▶ YOUR GOAL
Can you revise the listing below so that "dark polish" becomes "glitter polish" and nothing else changes?

▶ MATERIAL FOR THE TASK
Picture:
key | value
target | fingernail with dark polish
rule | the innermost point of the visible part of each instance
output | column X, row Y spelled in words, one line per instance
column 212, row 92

▶ COMPLETE OUTPUT
Picture:
key | value
target | fingernail with glitter polish
rule | the innermost point of the visible part of each instance
output | column X, row Y spelled in words, one line per instance
column 212, row 92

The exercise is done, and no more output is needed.